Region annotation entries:
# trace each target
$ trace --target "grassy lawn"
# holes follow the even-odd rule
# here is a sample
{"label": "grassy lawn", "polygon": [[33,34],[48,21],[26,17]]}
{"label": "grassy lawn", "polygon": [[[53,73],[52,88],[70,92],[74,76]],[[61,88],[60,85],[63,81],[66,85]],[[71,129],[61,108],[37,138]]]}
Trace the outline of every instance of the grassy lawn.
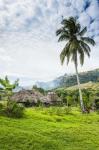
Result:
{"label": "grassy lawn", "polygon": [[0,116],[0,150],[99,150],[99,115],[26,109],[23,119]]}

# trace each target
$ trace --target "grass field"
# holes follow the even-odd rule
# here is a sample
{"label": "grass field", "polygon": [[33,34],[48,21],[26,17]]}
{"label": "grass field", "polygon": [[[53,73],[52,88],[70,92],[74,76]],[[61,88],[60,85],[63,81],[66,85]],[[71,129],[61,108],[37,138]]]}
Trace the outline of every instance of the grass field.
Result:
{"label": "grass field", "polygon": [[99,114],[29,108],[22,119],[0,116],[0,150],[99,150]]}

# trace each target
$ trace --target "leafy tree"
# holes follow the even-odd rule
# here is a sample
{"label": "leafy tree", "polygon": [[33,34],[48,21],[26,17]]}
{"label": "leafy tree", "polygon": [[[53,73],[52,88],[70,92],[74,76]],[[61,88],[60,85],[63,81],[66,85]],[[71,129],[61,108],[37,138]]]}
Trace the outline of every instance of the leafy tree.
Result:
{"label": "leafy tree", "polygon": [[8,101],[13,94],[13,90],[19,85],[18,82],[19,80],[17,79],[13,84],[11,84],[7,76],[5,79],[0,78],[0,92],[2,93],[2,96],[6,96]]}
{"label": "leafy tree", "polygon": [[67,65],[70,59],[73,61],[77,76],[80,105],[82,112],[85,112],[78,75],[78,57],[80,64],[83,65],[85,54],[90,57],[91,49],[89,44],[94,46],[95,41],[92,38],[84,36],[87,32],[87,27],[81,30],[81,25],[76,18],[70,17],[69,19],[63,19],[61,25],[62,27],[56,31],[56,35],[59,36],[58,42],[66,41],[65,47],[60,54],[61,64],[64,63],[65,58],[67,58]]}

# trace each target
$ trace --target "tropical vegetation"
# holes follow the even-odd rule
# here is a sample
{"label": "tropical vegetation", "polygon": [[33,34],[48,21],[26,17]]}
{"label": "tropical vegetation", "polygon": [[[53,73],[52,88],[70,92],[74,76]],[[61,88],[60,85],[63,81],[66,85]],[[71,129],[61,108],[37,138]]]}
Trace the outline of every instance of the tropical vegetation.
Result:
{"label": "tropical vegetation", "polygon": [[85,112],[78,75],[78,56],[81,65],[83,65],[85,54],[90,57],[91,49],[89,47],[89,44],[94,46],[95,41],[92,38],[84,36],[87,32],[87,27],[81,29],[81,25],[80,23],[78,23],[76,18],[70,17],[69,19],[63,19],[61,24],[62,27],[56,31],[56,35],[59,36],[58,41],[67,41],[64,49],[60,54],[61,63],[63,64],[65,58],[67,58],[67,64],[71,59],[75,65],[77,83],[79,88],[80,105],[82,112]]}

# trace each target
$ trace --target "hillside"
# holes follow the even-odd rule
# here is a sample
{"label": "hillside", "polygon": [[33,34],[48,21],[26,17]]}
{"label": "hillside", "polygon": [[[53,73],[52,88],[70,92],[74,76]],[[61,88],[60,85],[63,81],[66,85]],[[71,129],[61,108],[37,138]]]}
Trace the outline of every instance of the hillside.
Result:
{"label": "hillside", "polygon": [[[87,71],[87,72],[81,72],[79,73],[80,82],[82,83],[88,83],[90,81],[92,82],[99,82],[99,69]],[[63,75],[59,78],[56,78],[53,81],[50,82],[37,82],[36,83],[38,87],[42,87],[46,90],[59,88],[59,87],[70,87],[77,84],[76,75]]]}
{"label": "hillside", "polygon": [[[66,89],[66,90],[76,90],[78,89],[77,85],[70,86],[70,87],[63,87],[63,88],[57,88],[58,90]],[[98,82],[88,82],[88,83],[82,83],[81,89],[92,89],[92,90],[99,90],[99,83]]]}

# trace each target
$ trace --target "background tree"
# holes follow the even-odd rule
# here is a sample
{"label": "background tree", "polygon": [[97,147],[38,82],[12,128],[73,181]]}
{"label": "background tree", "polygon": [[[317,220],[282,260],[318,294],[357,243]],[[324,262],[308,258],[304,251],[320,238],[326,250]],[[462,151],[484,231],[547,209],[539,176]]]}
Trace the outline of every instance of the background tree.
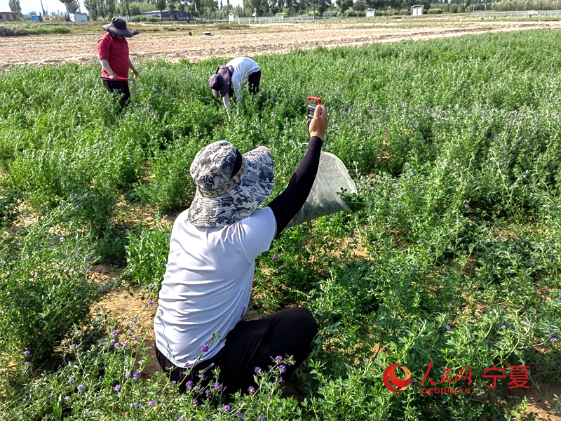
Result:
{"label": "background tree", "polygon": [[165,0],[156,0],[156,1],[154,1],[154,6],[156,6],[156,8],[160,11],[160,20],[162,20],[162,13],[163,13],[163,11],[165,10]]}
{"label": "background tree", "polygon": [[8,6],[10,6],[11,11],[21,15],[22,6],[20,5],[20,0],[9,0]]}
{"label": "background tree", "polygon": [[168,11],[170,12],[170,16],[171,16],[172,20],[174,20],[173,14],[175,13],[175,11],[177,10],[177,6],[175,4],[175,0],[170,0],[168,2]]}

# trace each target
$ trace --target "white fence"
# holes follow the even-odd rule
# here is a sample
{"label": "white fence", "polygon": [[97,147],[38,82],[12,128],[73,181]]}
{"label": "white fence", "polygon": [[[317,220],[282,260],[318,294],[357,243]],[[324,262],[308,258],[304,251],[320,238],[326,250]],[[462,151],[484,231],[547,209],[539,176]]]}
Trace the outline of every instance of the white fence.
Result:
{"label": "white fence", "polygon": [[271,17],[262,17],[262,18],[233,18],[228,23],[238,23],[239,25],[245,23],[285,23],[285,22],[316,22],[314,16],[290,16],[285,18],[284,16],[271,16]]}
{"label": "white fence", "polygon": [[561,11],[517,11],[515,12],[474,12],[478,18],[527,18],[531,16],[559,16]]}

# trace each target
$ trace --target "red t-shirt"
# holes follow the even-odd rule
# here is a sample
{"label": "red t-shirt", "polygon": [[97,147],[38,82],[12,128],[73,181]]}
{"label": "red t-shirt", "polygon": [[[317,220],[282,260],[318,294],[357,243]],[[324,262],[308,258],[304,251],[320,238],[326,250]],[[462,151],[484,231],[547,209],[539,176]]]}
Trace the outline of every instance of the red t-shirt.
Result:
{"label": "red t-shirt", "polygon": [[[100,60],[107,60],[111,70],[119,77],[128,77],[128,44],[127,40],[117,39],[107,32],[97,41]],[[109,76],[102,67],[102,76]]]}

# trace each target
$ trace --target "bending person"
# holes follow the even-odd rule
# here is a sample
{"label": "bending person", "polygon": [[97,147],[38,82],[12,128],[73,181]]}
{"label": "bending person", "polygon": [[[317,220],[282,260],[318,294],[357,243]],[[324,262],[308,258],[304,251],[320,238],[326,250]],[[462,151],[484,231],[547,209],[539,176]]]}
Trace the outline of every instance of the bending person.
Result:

_WHAT YOU NEED TO DO_. Pictures are to be left out; all else in the entries above is to be quoted exactly.

_COMPLETED EXERCISE_.
# trace each target
$ trace --target "grassy lawn"
# holes follow the even-odd rule
# here is a sample
{"label": "grassy lawn", "polygon": [[33,34],[48,21],[26,17]]}
{"label": "grassy lawn", "polygon": [[[53,73],[52,88],[70,92],[74,76]],[[61,88],[60,85],[63,81],[66,85]],[[71,129],[61,108],[37,138]]]}
Trace the outline of every instance of the grassy lawn.
Result:
{"label": "grassy lawn", "polygon": [[0,116],[0,150],[99,150],[99,115],[26,109],[23,119]]}

# trace each target
$ trace --target "grass field"
# holes follow the even-odd rule
# here is a sample
{"label": "grass field", "polygon": [[33,34],[48,21],[26,17]]}
{"label": "grass field", "polygon": [[[53,73],[52,88],[70,92],[74,76]],[[61,88],[60,85],[63,81],[66,85]],[[71,129],[61,108],[37,138]]]}
Trace the outline of every instance of the grass field.
Result:
{"label": "grass field", "polygon": [[99,114],[29,108],[22,119],[0,116],[0,150],[99,150]]}

# trace each target
$ trace --target "leafy tree"
# holes follow the even-odd rule
# here is a sample
{"label": "leafy tree", "polygon": [[33,34],[48,21],[26,17]]}
{"label": "leafy tree", "polygon": [[[53,73],[52,88],[70,92],[74,76]],[[61,88],[60,85],[63,81],[66,85]],[[71,129],[61,108],[37,138]]]}
Trace the outline of every instance of the leafy tree.
Result:
{"label": "leafy tree", "polygon": [[8,101],[13,94],[13,90],[19,85],[18,82],[19,80],[17,79],[13,84],[11,84],[7,76],[5,79],[0,78],[0,92],[2,93],[2,96],[6,96]]}
{"label": "leafy tree", "polygon": [[67,65],[70,59],[73,61],[77,76],[80,105],[82,112],[85,112],[78,75],[78,57],[80,64],[83,65],[85,54],[90,57],[91,49],[89,44],[94,46],[95,41],[92,38],[84,36],[87,32],[87,27],[81,30],[81,25],[76,18],[70,17],[69,19],[63,19],[61,25],[62,27],[56,31],[56,35],[59,36],[58,42],[66,41],[65,47],[60,54],[61,64],[64,63],[65,58],[67,58]]}

# trace each target
$ trace --target "tropical vegetation"
# holes follow the even-odd rule
# here is a sample
{"label": "tropical vegetation", "polygon": [[33,34],[48,21],[26,17]]}
{"label": "tropical vegetation", "polygon": [[[53,73],[52,88],[70,92],[74,76]],[[61,88],[60,85],[63,81],[66,85]],[[71,129],[61,108],[37,138]]]}
Trace the outline of every instance of the tropical vegetation.
Result:
{"label": "tropical vegetation", "polygon": [[85,112],[78,75],[78,56],[81,65],[83,65],[85,54],[90,57],[91,49],[89,47],[89,44],[94,46],[95,41],[92,38],[84,36],[87,32],[87,27],[81,29],[81,25],[80,23],[78,23],[76,18],[70,17],[69,19],[63,19],[61,24],[62,27],[56,31],[56,35],[59,36],[58,41],[67,41],[64,49],[60,54],[61,63],[63,64],[65,58],[67,58],[67,64],[71,59],[75,65],[77,83],[79,88],[80,105],[82,112]]}

# trace each target
$ trace --target "hillside"
# holes follow the even-odd rule
# here is a sample
{"label": "hillside", "polygon": [[33,34],[48,21],[26,17]]}
{"label": "hillside", "polygon": [[[53,73],[52,88],[70,92],[74,76]],[[61,88],[60,85],[63,81],[66,85]],[[71,129],[61,108],[37,138]]]}
Trace the outline of every instance of the hillside.
Result:
{"label": "hillside", "polygon": [[[87,71],[87,72],[81,72],[79,73],[80,82],[82,83],[88,83],[90,81],[92,82],[99,82],[99,69]],[[63,75],[59,78],[56,78],[53,81],[50,82],[37,82],[36,83],[38,87],[42,87],[46,90],[59,88],[59,87],[70,87],[77,84],[76,75]]]}
{"label": "hillside", "polygon": [[[66,89],[66,90],[76,90],[78,89],[77,85],[70,86],[70,87],[63,87],[63,88],[57,88],[58,90]],[[98,82],[88,82],[88,83],[82,83],[81,89],[92,89],[92,90],[99,90],[99,83]]]}

# trace each target
$ trace --target "background tree"
# holes follow the even-odd rule
# here is a sample
{"label": "background tree", "polygon": [[97,147],[38,82],[12,128],[73,181]]}
{"label": "background tree", "polygon": [[[317,220],[282,260],[318,294],[357,243]],[[324,262],[308,258],[304,251],[320,238],[326,250]],[[462,151],[484,231],[547,209],[539,176]]]}
Trace the outline of every instance of the background tree.
Result:
{"label": "background tree", "polygon": [[165,0],[156,0],[156,1],[154,1],[154,6],[156,6],[156,8],[160,11],[160,20],[162,20],[162,13],[163,13],[163,11],[165,10]]}
{"label": "background tree", "polygon": [[8,6],[10,6],[11,11],[21,15],[22,6],[20,5],[20,0],[9,0]]}
{"label": "background tree", "polygon": [[168,11],[170,12],[170,16],[171,16],[172,20],[174,20],[173,14],[175,13],[175,11],[177,10],[177,6],[175,4],[175,0],[170,0],[168,2]]}

# trace each target
$ trace --target "white fence"
# holes follow the even-odd rule
# here is a sample
{"label": "white fence", "polygon": [[97,147],[38,82],[12,128],[73,181]]}
{"label": "white fence", "polygon": [[[317,220],[282,260],[318,294],[357,243]],[[324,262],[308,258],[304,251],[320,238],[326,250]],[[462,151],[484,231],[547,209],[539,176]]]}
Trace the outline of every instance of the white fence.
Result:
{"label": "white fence", "polygon": [[271,17],[262,17],[262,18],[233,18],[228,23],[238,23],[239,25],[245,23],[285,23],[285,22],[316,22],[314,16],[290,16],[285,18],[284,16],[271,16]]}
{"label": "white fence", "polygon": [[561,11],[517,11],[515,12],[474,12],[478,18],[527,18],[531,16],[559,16]]}

# trace each target
$ trace --target "red t-shirt"
# holes follow the even-odd rule
# here is a sample
{"label": "red t-shirt", "polygon": [[97,147],[38,82],[12,128],[73,181]]}
{"label": "red t-shirt", "polygon": [[[317,220],[282,260],[318,294],[357,243]],[[324,262],[308,258],[304,251],[320,238],[326,250]],[[462,151],[484,231],[547,209],[539,176]]]}
Trace the outline of every instance of the red t-shirt.
Result:
{"label": "red t-shirt", "polygon": [[[100,60],[107,60],[111,70],[119,77],[128,77],[128,44],[127,40],[117,39],[107,32],[97,41]],[[109,76],[102,67],[102,76]]]}

# trace each target
$ trace --target "bending person"
# holes follow the even-odd rule
# here is a sample
{"label": "bending person", "polygon": [[97,147],[38,82],[12,128],[73,181]]}
{"label": "bending person", "polygon": [[[317,220],[282,260],[318,294],[357,243]],[[324,262],[308,258],[304,251],[320,238],[326,250]],[[462,151],[484,231],[547,209],[539,176]]]}
Trace the outline of every instance of the bending person.
Result:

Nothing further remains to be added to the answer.